Problem to work on:
Swap "tomato slice" for "cucumber slice" in the lines from the one containing "Task: Where can the wood grain" through the last line, and leave everything else unchanged. Leave the pictures out of your answer.
-- Start Working data --
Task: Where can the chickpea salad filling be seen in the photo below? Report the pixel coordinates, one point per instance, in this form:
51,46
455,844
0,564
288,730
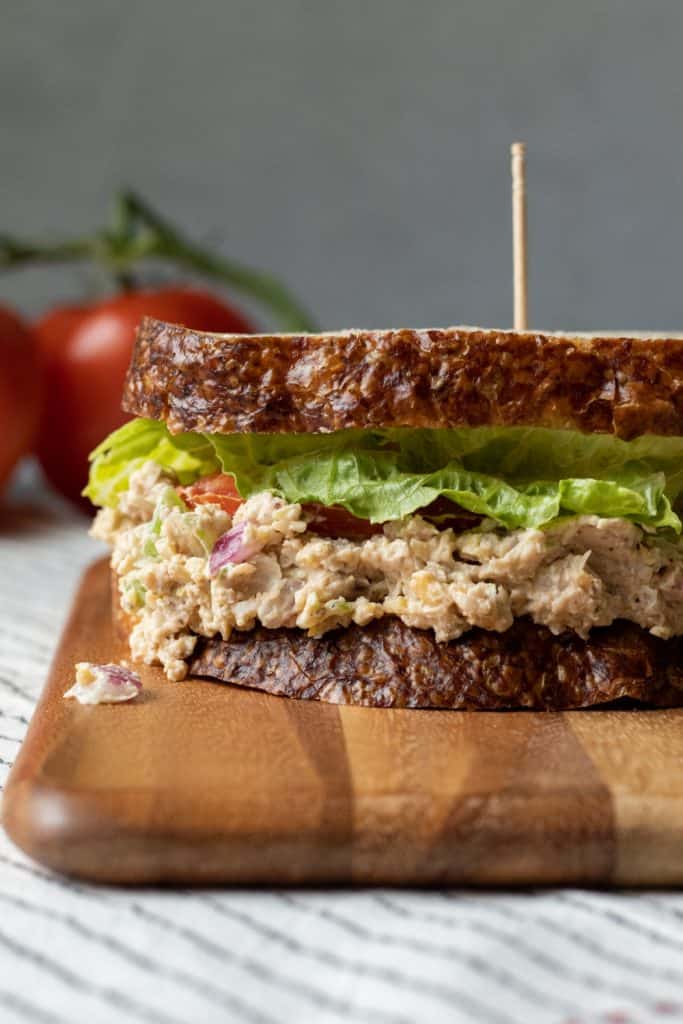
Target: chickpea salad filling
203,558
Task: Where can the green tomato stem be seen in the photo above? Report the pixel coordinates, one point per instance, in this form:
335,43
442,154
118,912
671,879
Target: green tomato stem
136,233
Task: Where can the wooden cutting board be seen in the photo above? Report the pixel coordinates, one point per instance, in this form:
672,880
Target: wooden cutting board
202,782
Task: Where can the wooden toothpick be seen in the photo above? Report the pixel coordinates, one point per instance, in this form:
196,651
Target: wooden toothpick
518,154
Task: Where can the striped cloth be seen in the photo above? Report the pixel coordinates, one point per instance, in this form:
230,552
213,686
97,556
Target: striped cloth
71,952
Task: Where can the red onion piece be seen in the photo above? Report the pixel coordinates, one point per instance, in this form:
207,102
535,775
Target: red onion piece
120,676
230,549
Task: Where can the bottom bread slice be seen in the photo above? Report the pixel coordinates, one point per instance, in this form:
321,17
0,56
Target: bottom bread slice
390,665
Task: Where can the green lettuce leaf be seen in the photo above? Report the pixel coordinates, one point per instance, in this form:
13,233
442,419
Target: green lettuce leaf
517,476
186,456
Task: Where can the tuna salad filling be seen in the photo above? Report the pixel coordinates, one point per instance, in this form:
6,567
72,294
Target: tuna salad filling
200,560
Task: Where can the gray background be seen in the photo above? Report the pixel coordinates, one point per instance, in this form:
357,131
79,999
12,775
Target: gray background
359,148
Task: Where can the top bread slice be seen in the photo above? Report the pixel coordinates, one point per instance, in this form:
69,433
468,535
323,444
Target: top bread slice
452,377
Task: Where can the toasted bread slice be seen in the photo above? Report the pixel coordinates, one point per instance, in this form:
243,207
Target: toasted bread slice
390,665
455,377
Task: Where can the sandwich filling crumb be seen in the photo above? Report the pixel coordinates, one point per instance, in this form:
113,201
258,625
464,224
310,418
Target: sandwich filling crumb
579,573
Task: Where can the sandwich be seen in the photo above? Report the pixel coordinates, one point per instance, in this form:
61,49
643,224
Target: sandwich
452,518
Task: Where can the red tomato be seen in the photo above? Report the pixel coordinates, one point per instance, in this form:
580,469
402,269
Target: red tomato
216,489
20,388
332,521
86,350
335,521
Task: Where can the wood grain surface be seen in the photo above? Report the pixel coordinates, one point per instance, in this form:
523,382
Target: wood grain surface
202,782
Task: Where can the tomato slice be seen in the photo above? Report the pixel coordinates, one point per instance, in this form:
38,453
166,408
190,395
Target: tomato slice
335,521
325,520
216,489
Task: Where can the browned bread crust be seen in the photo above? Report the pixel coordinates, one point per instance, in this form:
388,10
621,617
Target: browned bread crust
439,378
389,665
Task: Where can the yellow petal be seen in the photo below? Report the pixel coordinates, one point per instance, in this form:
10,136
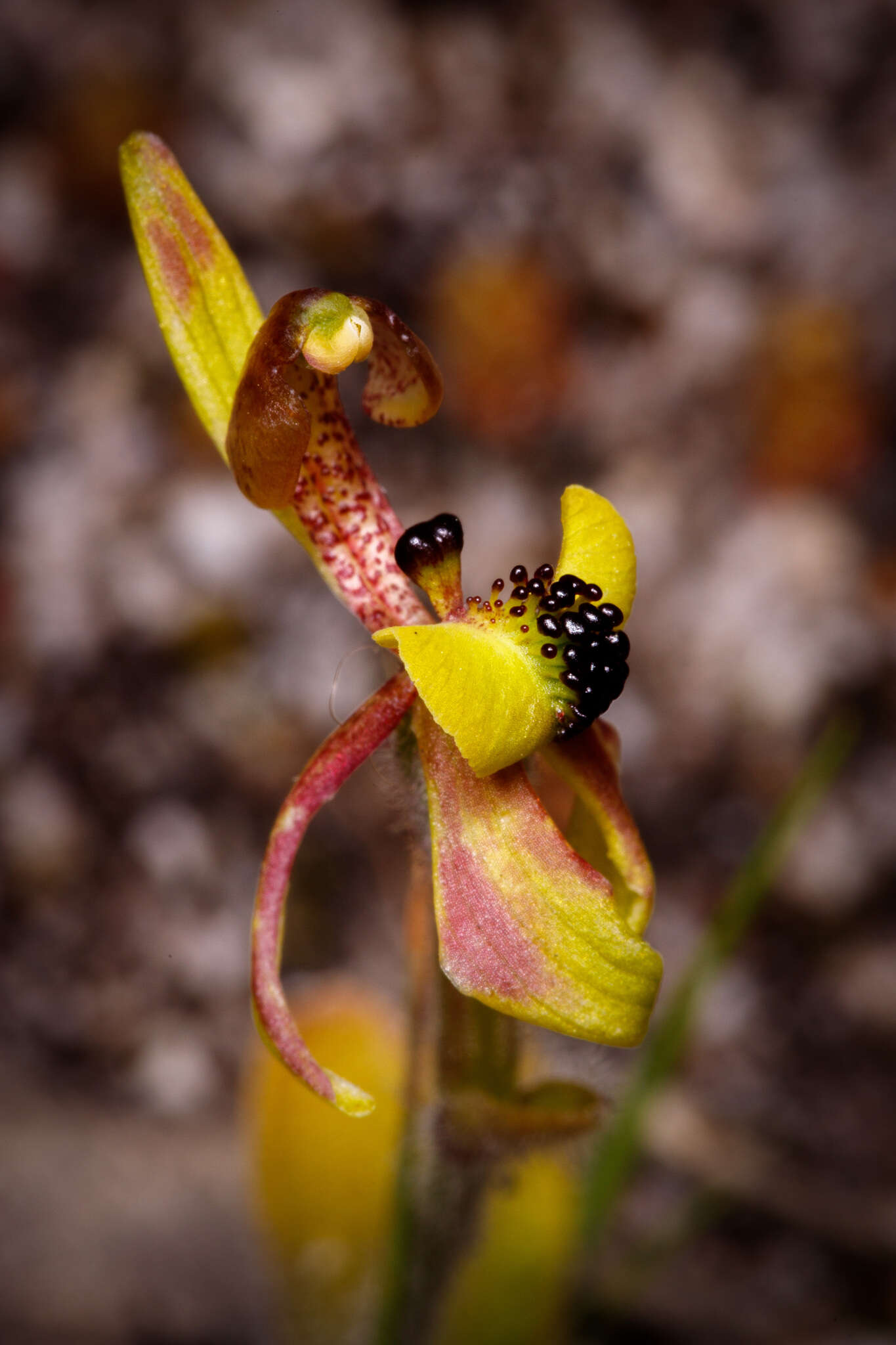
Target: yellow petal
-- End Working data --
Solved exercise:
Task: Where can the wood grain surface be seen in the photo above? Report the pixel coordinates, one point per instance, in this form:
523,382
Target: wood grain surface
202,782
Task: Where can the cucumber slice be seen in the photo above? Report the pixel coordinates, one point per instance, in this form:
38,453
166,408
190,395
Target: cucumber slice
335,521
325,520
216,489
Task: Where can the browned bread crust be seen in the photo above? Report the pixel coordinates, one point per instance, in this form:
388,10
621,617
Target: browned bread crust
439,378
389,665
Task: Where can the yellow petal be seen in the photo below? Report the pixel coordinates, one point per instance, in this form:
10,136
Target: yellow petal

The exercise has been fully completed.